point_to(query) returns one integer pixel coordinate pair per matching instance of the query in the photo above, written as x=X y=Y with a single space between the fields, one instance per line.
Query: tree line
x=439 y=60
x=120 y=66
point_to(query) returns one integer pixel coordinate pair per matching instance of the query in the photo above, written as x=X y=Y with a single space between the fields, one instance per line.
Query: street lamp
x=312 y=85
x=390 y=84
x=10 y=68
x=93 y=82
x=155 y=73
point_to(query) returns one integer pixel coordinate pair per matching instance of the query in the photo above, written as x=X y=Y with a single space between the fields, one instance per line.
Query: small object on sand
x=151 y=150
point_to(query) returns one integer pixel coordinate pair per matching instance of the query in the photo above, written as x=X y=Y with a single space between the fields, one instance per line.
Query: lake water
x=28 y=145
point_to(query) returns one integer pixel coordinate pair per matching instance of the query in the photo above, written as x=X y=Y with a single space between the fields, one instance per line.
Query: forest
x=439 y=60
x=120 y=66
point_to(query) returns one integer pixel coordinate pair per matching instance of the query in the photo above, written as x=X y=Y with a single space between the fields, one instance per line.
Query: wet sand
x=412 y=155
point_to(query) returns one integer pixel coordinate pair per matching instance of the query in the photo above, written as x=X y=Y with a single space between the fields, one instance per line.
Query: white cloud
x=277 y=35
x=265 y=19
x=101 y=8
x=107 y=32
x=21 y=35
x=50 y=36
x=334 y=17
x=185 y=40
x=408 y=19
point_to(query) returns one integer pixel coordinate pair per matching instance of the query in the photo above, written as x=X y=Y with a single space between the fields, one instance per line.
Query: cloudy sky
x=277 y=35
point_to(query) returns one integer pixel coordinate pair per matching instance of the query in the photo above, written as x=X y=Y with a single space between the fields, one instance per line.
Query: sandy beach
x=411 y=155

◆ About this task:
Output every record above a second time, exactly.

◆ Your response:
point_to(query) returns one integer pixel coordinate pair per matching instance of the query in the photo above, written as x=X y=Y with a single space between the fields, one instance per line.
Query: tree line
x=439 y=60
x=120 y=66
point_to(query) returns one integer pixel coordinate pair per matching instance of the query in the photo above, written as x=X y=Y with a single space between the fields, one instance per line.
Query: street lamp
x=312 y=85
x=390 y=84
x=10 y=68
x=93 y=82
x=155 y=73
point_to(query) returns one integer pixel coordinate pair per matching instance of the query in the photo above, written as x=X y=Y with a single space between the fields, one instance per line.
Query: small object on sand
x=151 y=150
point_to(query) returns one integer pixel coordinate pair per matching instance of the query in the photo above, written as x=X y=Y with a single space between the fields, one instance per line.
Query: lake water
x=28 y=145
point_to(query) returns one integer pixel coordinate pair per matching instance of the query in the photo above, written as x=X y=Y with a single space between the fields, one instance per line.
Query: forest
x=439 y=60
x=120 y=66
point_to(query) returns one integer pixel coordinate pair per matching instance of the query in the photo above, written as x=X y=Y with a single space between the fields, one instance per line.
Query: wet sand
x=412 y=155
point_to(query) returns one integer pixel coordinate pair per matching instance of the query in the photo above, written as x=X y=Y with a single space between the fields, one instance per line.
Query: white cloud
x=277 y=35
x=265 y=19
x=101 y=8
x=107 y=32
x=21 y=35
x=50 y=36
x=334 y=17
x=185 y=40
x=408 y=19
point_to(query) returns one integer pixel coordinate pair per matching instance of the query in the photo above, written as x=X y=Y with a single space between the fields, one instance per line.
Query: cloudy sky
x=277 y=35
point_to(query) returns one integer pixel coordinate pair per matching instance of the query in the photo above, written as x=X y=Y with a single space between the fields, one instance per line.
Query: sandy beach
x=411 y=155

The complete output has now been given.